▸ **DESCRIPTION OF THE TASK**
Count the lines in the entries below that contain the word "green", and reply with the number only.

(Raw records)
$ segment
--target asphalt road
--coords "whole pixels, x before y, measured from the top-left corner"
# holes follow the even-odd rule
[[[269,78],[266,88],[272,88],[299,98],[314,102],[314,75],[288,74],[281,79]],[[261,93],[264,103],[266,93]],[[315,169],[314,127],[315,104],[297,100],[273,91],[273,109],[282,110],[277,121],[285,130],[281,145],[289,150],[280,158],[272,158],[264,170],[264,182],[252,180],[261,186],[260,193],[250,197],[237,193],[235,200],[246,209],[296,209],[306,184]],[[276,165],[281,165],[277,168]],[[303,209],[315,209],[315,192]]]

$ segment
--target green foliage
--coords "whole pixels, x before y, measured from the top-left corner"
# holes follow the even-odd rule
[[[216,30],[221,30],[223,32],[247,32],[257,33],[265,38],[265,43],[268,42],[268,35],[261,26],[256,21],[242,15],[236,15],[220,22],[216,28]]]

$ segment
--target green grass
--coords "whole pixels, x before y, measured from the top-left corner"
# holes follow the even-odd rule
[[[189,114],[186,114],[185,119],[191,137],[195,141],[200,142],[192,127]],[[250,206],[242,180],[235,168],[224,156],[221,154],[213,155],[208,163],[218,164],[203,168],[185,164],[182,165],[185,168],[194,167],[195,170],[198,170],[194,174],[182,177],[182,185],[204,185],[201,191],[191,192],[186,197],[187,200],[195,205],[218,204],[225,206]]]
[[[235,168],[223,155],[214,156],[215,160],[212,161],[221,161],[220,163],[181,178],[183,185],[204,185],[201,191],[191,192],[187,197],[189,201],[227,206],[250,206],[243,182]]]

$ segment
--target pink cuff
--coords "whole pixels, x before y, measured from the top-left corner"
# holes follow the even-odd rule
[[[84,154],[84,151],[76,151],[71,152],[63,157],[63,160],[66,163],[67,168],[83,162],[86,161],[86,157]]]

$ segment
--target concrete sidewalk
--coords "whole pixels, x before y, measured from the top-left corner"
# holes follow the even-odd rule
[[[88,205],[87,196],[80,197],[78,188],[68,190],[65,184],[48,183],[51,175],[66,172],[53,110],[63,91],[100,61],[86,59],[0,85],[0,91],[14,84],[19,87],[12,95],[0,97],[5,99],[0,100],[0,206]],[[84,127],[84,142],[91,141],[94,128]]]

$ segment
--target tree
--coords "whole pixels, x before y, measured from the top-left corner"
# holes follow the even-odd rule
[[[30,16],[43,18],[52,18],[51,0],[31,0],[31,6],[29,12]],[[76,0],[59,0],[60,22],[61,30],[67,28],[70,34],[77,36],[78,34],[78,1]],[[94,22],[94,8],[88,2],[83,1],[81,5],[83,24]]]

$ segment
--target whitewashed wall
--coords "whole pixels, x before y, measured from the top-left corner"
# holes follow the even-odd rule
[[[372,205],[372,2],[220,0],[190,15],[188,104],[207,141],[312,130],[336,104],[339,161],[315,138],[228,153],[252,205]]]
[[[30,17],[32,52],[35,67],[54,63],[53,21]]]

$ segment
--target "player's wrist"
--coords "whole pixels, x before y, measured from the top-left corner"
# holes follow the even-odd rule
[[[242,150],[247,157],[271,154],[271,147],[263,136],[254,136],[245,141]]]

▸ **FINAL RESULT**
2